**Phrase grounding data:**

━━━━━━━━

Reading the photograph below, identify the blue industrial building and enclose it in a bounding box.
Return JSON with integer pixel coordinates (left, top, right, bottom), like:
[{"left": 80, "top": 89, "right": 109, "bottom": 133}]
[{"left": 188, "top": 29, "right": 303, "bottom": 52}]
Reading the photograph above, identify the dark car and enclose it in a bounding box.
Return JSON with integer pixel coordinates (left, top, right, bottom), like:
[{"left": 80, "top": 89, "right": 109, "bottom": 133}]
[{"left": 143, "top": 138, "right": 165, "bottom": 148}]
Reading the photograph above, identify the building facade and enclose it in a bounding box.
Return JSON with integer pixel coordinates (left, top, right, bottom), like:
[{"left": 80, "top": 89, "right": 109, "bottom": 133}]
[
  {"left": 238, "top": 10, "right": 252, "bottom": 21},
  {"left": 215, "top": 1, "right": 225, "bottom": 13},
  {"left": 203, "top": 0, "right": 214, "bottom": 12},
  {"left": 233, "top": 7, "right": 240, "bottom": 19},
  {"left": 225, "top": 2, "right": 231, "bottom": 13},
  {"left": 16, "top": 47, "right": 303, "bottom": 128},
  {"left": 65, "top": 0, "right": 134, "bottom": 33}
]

━━━━━━━━

**Exercise:**
Give every record again, exactly as it reads.

**Response:**
Reading the photograph below, identify the blue industrial building and enclose it in a bounding box.
Return JSON with integer pixel coordinates (left, top, right, bottom), like:
[{"left": 80, "top": 89, "right": 109, "bottom": 133}]
[{"left": 188, "top": 29, "right": 303, "bottom": 52}]
Reading the photograph above, identify the dark car and enclose it in a bounding box.
Return JSON with integer pixel coordinates (left, top, right, bottom), like:
[{"left": 80, "top": 89, "right": 109, "bottom": 133}]
[{"left": 143, "top": 138, "right": 165, "bottom": 148}]
Reading the photograph above, identify the building facade and enclose it in a bounding box.
Return JSON with integer pixel coordinates (left, top, right, bottom), like:
[{"left": 80, "top": 89, "right": 109, "bottom": 133}]
[
  {"left": 238, "top": 10, "right": 252, "bottom": 21},
  {"left": 215, "top": 1, "right": 225, "bottom": 13},
  {"left": 203, "top": 0, "right": 214, "bottom": 12},
  {"left": 233, "top": 7, "right": 240, "bottom": 19},
  {"left": 225, "top": 2, "right": 231, "bottom": 13},
  {"left": 16, "top": 47, "right": 303, "bottom": 128},
  {"left": 65, "top": 0, "right": 134, "bottom": 33}
]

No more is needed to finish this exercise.